◆ PROBLEM DETAILS ◆
Convert the lines below, from the one containing "29L92 36L90 87H100L102" through the last line, into a JSON list of strings with one string per line, omitting blank lines and any pictures.

--- GIVEN ENTRIES Enclosed Below ---

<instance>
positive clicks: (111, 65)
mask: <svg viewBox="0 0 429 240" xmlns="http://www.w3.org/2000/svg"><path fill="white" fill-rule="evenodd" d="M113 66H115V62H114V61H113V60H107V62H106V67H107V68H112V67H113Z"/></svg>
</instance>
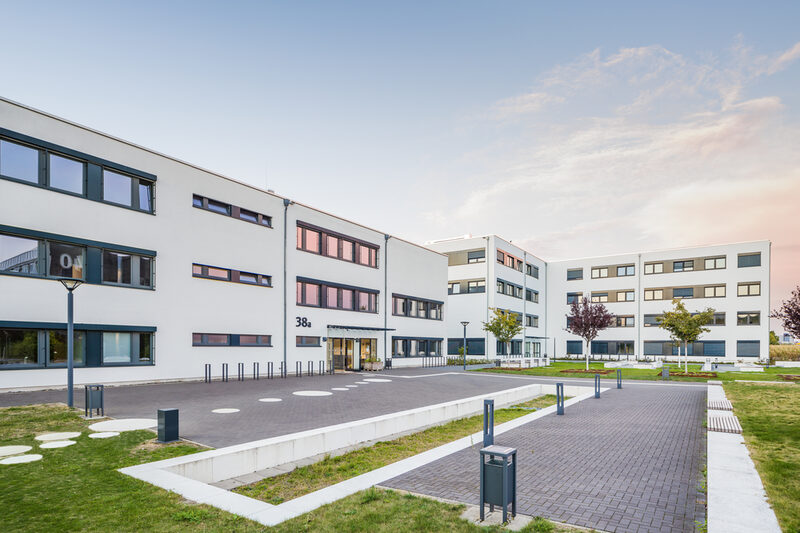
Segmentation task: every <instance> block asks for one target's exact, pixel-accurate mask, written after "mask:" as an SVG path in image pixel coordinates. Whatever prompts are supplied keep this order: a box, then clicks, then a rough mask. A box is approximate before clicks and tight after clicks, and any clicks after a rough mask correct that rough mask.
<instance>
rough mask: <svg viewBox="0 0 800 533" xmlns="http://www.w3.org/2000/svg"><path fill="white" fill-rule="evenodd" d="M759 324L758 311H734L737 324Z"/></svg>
mask: <svg viewBox="0 0 800 533" xmlns="http://www.w3.org/2000/svg"><path fill="white" fill-rule="evenodd" d="M760 324H761V312H760V311H739V312H738V313H736V325H737V326H758V325H760Z"/></svg>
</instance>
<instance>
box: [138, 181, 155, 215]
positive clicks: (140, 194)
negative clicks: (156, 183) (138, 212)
mask: <svg viewBox="0 0 800 533" xmlns="http://www.w3.org/2000/svg"><path fill="white" fill-rule="evenodd" d="M139 209H141V210H142V211H148V212H150V211H152V210H153V185H152V184H150V183H145V182H141V181H140V182H139Z"/></svg>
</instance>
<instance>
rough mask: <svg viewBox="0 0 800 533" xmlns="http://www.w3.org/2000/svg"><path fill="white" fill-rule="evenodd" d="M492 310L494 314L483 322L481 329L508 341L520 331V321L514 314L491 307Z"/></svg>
mask: <svg viewBox="0 0 800 533" xmlns="http://www.w3.org/2000/svg"><path fill="white" fill-rule="evenodd" d="M492 312H493V313H494V316H493V317H492V319H491V320H489V321H488V322H484V323H483V330H484V331H488V332H489V333H491V334H492V335H494V337H495V339H497V340H498V341H500V342H502V343H508V342H511V339H513V338H514V337H516V336H517V335H519V334H520V333H521V332H522V329H523V328H522V322H521V321H520V320H519V318H517V316H516V315H514V314H512V313H510V312H508V311H503V310H502V309H492Z"/></svg>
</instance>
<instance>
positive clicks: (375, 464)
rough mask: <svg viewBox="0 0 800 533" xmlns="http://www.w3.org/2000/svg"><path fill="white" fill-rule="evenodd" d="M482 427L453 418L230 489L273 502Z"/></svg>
mask: <svg viewBox="0 0 800 533" xmlns="http://www.w3.org/2000/svg"><path fill="white" fill-rule="evenodd" d="M555 403H556V397H555V396H554V395H552V394H548V395H544V396H540V397H538V398H534V399H533V400H530V401H528V402H525V403H522V404H519V406H514V407H512V408H509V409H497V410H495V412H494V422H495V425H497V424H502V423H503V422H508V421H509V420H513V419H514V418H517V417H520V416H523V415H527V414H530V413H531V408H534V407H537V408H539V407H547V406H548V405H554V404H555ZM482 429H483V415H478V416H473V417H470V418H463V419H461V420H454V421H453V422H449V423H447V424H443V425H441V426H436V427H432V428H430V429H426V430H424V431H420V432H417V433H412V434H411V435H406V436H404V437H400V438H397V439H394V440H390V441H382V442H378V443H376V444H374V445H372V446H369V447H367V448H361V449H358V450H354V451H352V452H348V453H345V454H343V455H339V456H336V457H328V458H326V459H324V460H322V461H319V462H317V463H314V464H311V465H308V466H302V467H299V468H297V469H295V470H293V471H291V472H289V473H287V474H281V475H279V476H275V477H270V478H266V479H262V480H261V481H258V482H256V483H253V484H251V485H244V486H241V487H237V488H236V489H234V492H238V493H240V494H244V495H245V496H249V497H251V498H256V499H259V500H263V501H265V502H268V503H271V504H274V505H277V504H279V503H282V502H285V501H287V500H292V499H294V498H297V497H298V496H302V495H304V494H308V493H310V492H314V491H316V490H319V489H321V488H324V487H327V486H329V485H333V484H335V483H339V482H340V481H344V480H346V479H350V478H352V477H356V476H359V475H361V474H365V473H367V472H369V471H371V470H375V469H376V468H380V467H382V466H386V465H388V464H391V463H395V462H397V461H399V460H401V459H405V458H407V457H411V456H412V455H416V454H418V453H421V452H424V451H426V450H430V449H432V448H435V447H437V446H441V445H442V444H447V443H448V442H452V441H454V440H457V439H460V438H462V437H466V436H467V435H471V434H472V433H475V432H476V431H481V430H482Z"/></svg>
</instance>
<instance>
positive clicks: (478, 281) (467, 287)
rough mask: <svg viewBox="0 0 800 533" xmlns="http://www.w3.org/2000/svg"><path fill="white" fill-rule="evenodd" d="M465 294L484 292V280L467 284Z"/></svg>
mask: <svg viewBox="0 0 800 533" xmlns="http://www.w3.org/2000/svg"><path fill="white" fill-rule="evenodd" d="M467 292H486V282H485V281H484V280H478V281H470V282H467Z"/></svg>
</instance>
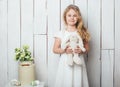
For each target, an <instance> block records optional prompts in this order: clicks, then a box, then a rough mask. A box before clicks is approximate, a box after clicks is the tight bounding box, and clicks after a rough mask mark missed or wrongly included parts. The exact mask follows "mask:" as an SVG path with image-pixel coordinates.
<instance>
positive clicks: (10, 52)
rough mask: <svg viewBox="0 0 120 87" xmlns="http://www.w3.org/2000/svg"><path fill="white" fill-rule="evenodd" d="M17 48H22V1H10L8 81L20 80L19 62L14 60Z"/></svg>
mask: <svg viewBox="0 0 120 87" xmlns="http://www.w3.org/2000/svg"><path fill="white" fill-rule="evenodd" d="M16 47H20V1H19V0H10V1H8V61H9V62H8V80H9V81H10V80H12V79H18V73H17V71H18V62H16V61H15V60H14V57H15V51H14V49H15V48H16Z"/></svg>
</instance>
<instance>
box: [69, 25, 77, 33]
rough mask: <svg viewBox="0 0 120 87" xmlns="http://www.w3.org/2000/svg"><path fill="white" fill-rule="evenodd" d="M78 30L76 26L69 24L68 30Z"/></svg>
mask: <svg viewBox="0 0 120 87" xmlns="http://www.w3.org/2000/svg"><path fill="white" fill-rule="evenodd" d="M76 30H77V29H76V27H75V26H67V31H70V32H72V31H76Z"/></svg>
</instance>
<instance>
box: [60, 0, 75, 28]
mask: <svg viewBox="0 0 120 87" xmlns="http://www.w3.org/2000/svg"><path fill="white" fill-rule="evenodd" d="M73 3H74V1H73V0H61V10H60V11H61V29H65V26H64V22H63V13H64V10H65V8H66V7H67V6H68V5H70V4H73Z"/></svg>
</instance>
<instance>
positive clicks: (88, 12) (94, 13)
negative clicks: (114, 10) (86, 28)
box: [87, 0, 100, 87]
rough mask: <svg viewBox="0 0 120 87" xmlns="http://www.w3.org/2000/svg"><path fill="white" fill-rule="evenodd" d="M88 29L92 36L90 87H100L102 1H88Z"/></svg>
mask: <svg viewBox="0 0 120 87" xmlns="http://www.w3.org/2000/svg"><path fill="white" fill-rule="evenodd" d="M88 29H89V31H90V34H91V41H90V51H89V53H88V62H87V69H88V77H89V84H90V87H100V0H97V1H94V0H90V1H89V0H88Z"/></svg>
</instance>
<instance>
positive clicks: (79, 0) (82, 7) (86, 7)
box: [75, 0, 88, 27]
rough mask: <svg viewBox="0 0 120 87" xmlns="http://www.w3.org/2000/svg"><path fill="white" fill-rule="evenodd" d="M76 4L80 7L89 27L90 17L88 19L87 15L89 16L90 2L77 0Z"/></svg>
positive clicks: (85, 22) (79, 7)
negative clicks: (87, 23) (88, 22)
mask: <svg viewBox="0 0 120 87" xmlns="http://www.w3.org/2000/svg"><path fill="white" fill-rule="evenodd" d="M75 5H77V6H78V7H79V9H80V12H81V15H82V19H83V22H84V25H85V26H86V27H87V23H88V19H87V17H88V14H87V12H88V11H87V10H88V8H87V5H88V2H87V0H75Z"/></svg>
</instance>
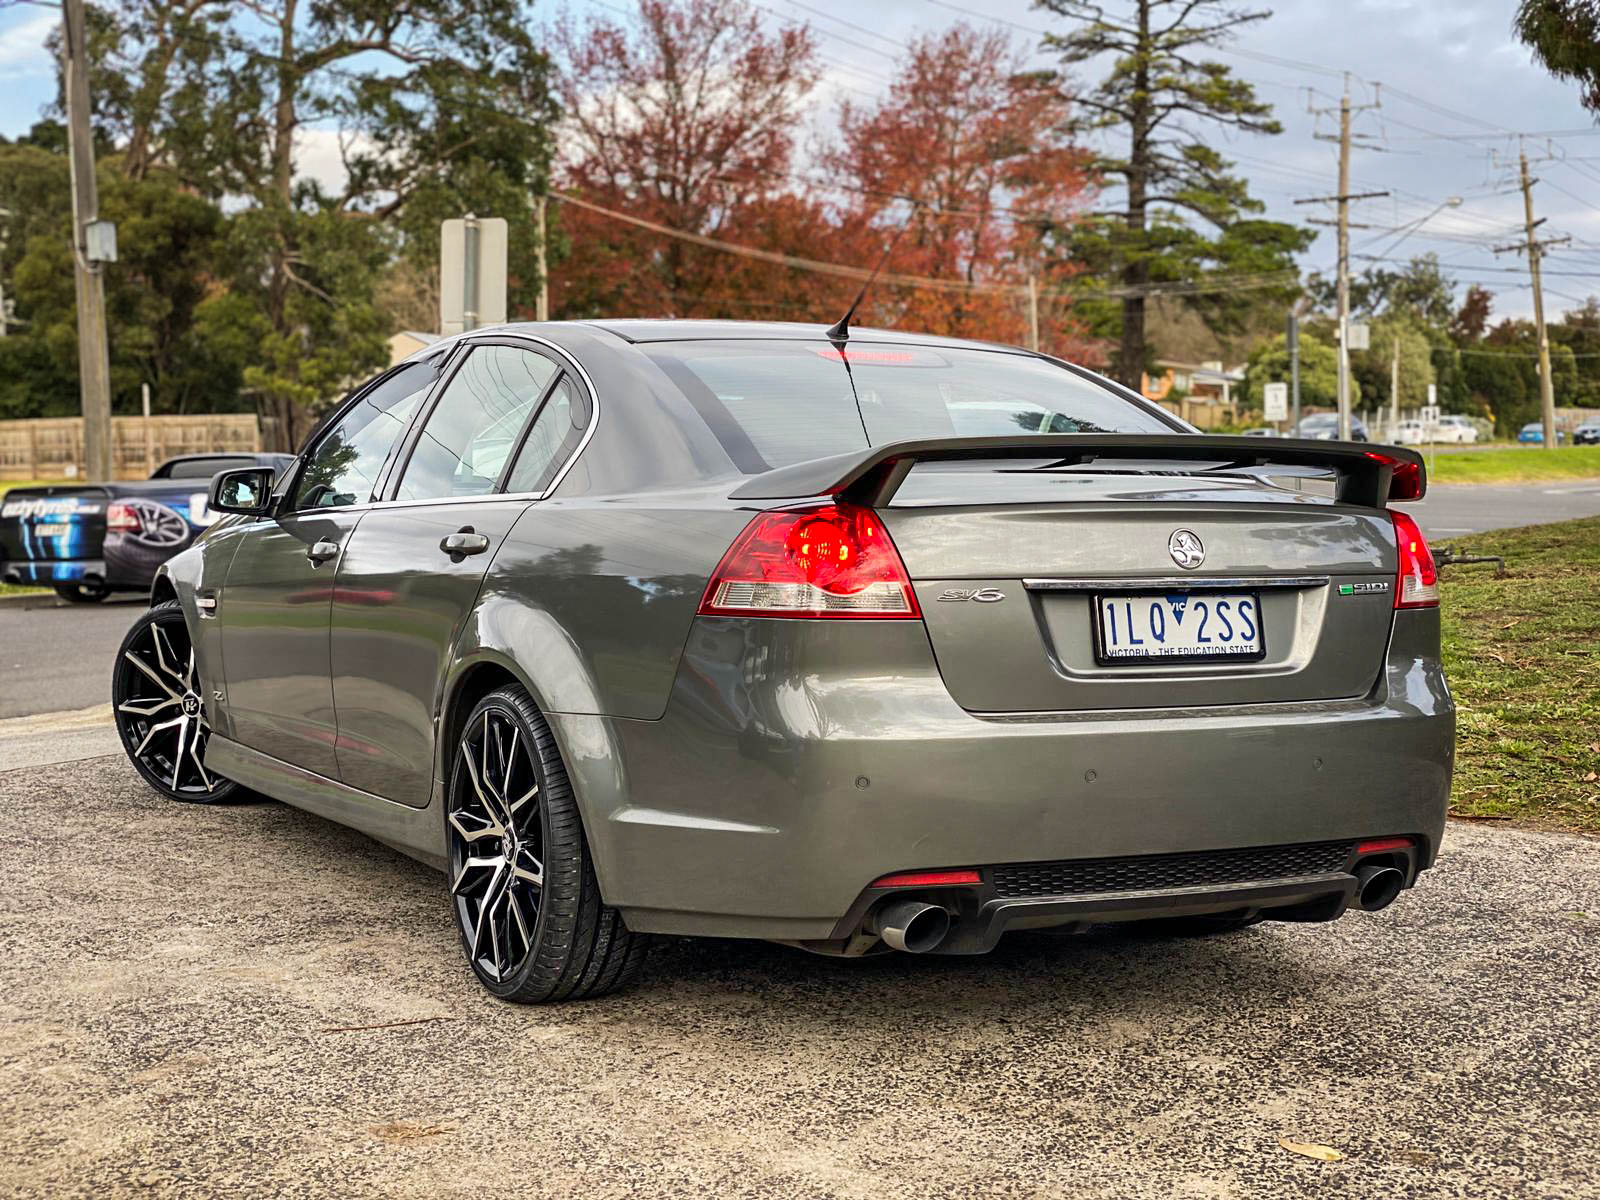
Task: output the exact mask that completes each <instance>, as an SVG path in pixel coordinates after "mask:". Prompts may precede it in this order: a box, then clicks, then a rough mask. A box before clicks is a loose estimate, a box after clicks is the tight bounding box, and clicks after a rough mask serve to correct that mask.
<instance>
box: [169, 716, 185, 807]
mask: <svg viewBox="0 0 1600 1200" xmlns="http://www.w3.org/2000/svg"><path fill="white" fill-rule="evenodd" d="M178 720H179V722H181V725H179V726H178V752H176V754H174V755H173V790H174V792H176V790H178V768H179V766H182V765H184V736H186V734H187V733H189V714H184V715H182V717H179V718H178Z"/></svg>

--- End of Enclosed GIVEN ENTRIES ---

◆ RESPONSE AREA ◆
[
  "rough mask: <svg viewBox=\"0 0 120 87\" xmlns=\"http://www.w3.org/2000/svg\"><path fill=\"white\" fill-rule=\"evenodd\" d=\"M88 29L92 36L90 87H100L102 1H88Z\"/></svg>",
  "mask: <svg viewBox=\"0 0 120 87\" xmlns=\"http://www.w3.org/2000/svg\"><path fill=\"white\" fill-rule=\"evenodd\" d=\"M88 29H89V31H90V34H91V41H90V51H89V53H88V62H87V69H88V77H89V84H90V87H100V0H97V1H94V0H90V1H89V0H88Z\"/></svg>",
  "</instance>",
  "<instance>",
  "positive clicks: (79, 0) (82, 7) (86, 7)",
  "box: [75, 0, 88, 27]",
  "rough mask: <svg viewBox=\"0 0 120 87\" xmlns=\"http://www.w3.org/2000/svg\"><path fill=\"white\" fill-rule=\"evenodd\" d=\"M76 4L80 7L89 27L90 17L88 19L87 15L89 16L90 2L77 0Z\"/></svg>",
  "positive clicks: (85, 22) (79, 7)",
  "negative clicks: (87, 23) (88, 22)",
  "mask: <svg viewBox=\"0 0 120 87\" xmlns=\"http://www.w3.org/2000/svg\"><path fill=\"white\" fill-rule=\"evenodd\" d=\"M75 5H77V6H78V7H79V9H80V12H81V15H82V19H83V22H84V25H85V26H86V27H87V23H88V19H87V17H88V14H87V12H88V11H87V10H88V8H87V5H88V2H87V0H75Z\"/></svg>",
  "</instance>",
  "Task: output the exact mask that completes each <instance>, as an SVG path in pixel coordinates after \"mask:\". Prompts may precede it in this order: a box, then clicks, then a rough mask. A box before clicks is a loose estimate, a box after clicks is the tight bounding box, and clicks after a rough mask serve to correct that mask.",
  "<instance>",
  "box: [169, 716, 185, 807]",
  "mask: <svg viewBox=\"0 0 1600 1200\" xmlns=\"http://www.w3.org/2000/svg\"><path fill=\"white\" fill-rule=\"evenodd\" d=\"M178 720H179V722H181V725H179V726H178V752H176V754H174V755H173V790H174V792H176V790H178V768H179V766H182V765H184V736H186V734H187V733H189V714H184V715H182V717H179V718H178Z\"/></svg>"
]